Rabu, 19 November 2008

DODOL NANAS MEKARSARI HASIL KEGIGIHAN BERSAMA

28 August 2003

Jakarta, KBI Gemari
Kegagalan kerjasama tidak harus berakhir dengan hancurnya persahabatan dan kebersamaan. Apabila semua pihak mempunyai etikat yang baik, kegagalan bisa dianalisis sebab musababnya dengan hati bersih, jujur dan semua pihak menjauhkan diri dari rasa curiga, dan menjauhkan diri dari kemarahan yang dilandasi saling menyalahkan, maka dengan kebersamaan yang tetap utuh dan akal sehat bisa saja dihasilkan pikiran dan prakarsa cemerlang sebagai jalan keluar yang lebih memberi harapan. Prakarsa itu dengan kerjasama yang baik dapat segera dilaksanakan dengan baik. Pelajaran yang ditunjukkan oleh penduduk warga Kampung Rancateja, Desa Tambakmekar, Subang, Jawa Barat, nampaknya patut direnung oleh para elite politik di tanah air bahwa persatuan dan kesatuan yang disertai dengan niat baik untuk mencari penyelesaian bersama bisa melahirkan ide-ide cemerlang yang kalau dilaksanakan dengan sungguh-sungguh bisa mengantar tercapainya masyarakat Indonesia yang sejahtera.

Kampung Rancateja, Desa Tambakmekar, bukanlah suatu kampung khusus yang ideal. Kampung ini biasa saja, seperti kampung lain di Subang, yang adalah suatu kampung yang terletak di desa Tambakmekar dipinggir jalan antara Subang dan Bandung. Daerah ini tidak jauh dari daerah wisata Ciater dan Gunung Tangkuban Perahu di Bandung. Sebagaimana kampung lain di sekitarnya, daerah ini mempunyai alam yang sejuk dan tanahnya subur. Masyarakat pada umumnya bertani. Salah satu produk unggulannya adalah nanas yang rupanya telah menjadi tanaman tradisional penduduk dari generasi ke generasi.

**Soal Latihan 1:** Silakan ringkas kutipan teks di atas dalam dua kalimat.

**Catatan Data:**
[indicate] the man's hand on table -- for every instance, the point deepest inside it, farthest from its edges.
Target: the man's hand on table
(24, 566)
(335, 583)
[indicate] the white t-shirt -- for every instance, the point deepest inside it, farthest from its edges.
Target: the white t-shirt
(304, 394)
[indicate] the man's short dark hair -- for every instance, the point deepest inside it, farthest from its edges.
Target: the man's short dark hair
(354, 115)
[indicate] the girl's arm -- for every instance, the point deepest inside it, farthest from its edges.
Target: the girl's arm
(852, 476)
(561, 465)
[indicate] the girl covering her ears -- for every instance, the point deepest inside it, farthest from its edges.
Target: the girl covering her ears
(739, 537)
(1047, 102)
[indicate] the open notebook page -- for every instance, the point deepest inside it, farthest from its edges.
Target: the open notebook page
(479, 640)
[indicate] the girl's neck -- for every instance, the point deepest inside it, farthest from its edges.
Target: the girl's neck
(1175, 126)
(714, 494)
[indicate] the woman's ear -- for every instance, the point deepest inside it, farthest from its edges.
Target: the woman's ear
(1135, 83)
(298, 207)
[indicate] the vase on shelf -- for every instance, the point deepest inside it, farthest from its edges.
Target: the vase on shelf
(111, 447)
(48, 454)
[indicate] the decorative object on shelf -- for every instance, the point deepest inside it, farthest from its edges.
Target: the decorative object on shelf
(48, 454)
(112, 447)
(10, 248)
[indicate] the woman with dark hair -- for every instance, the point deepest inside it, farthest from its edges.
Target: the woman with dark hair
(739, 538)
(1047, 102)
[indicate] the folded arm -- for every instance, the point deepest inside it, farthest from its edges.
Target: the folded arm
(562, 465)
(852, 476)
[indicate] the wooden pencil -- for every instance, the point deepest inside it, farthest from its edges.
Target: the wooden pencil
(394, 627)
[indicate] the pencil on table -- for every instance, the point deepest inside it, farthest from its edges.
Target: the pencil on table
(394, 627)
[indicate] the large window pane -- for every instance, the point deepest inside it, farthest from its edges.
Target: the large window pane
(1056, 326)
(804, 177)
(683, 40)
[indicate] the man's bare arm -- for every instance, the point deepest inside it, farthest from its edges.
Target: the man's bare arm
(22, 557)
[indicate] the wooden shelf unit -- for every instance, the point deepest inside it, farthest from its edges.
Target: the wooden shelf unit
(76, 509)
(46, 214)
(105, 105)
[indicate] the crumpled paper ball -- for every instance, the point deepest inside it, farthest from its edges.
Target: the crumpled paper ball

**Soal Latihan 2:** Perbarui bagian catatan yang dimulai dari baris berisi "[indicate] the large" sampai akhir catatan dengan mengganti "wooden shelf unit" menjadi "wooden bookcase" tanpa mengubah yang lain. Tuliskan hanya baris-baris tersebut.

**Jawaban Latihan 1:** Kegagalan kerja sama tidak harus menghancurkan persahabatan, karena dengan niat baik, kejujuran, dan kebersamaan yang tetap utuh dapat lahir prakarsa cemerlang yang lebih memberi harapan, seperti ditunjukkan warga Kampung Rancateja, Desa Tambakmekar, Subang, Jawa Barat. Kampung biasa di pinggir jalan antara Subang dan Bandung ini, dekat Ciater dan Gunung Tangkuban Perahu, beralam sejuk dan bertanah subur, dan warganya umumnya bertani dengan nanas sebagai produk unggulan turun-temurun.

**Jawaban Latihan 2:**
[indicate] the large window pane -- for every instance, the point deepest inside it, farthest from its edges.
Target: the large window pane
(1056, 326)
(804, 177)
(683, 40)
[indicate] the man's bare arm -- for every instance, the point deepest inside it, farthest from its edges.
Target: the man's bare arm
(22, 557)
[indicate] the wooden bookcase -- for every instance, the point deepest inside it, farthest from its edges.
Target: the wooden bookcase
(76, 509)
(46, 214)
(105, 105)
[indicate] the crumpled paper ball -- for every instance, the point deepest inside it, farthest from its edges.
Target: the crumpled paper ball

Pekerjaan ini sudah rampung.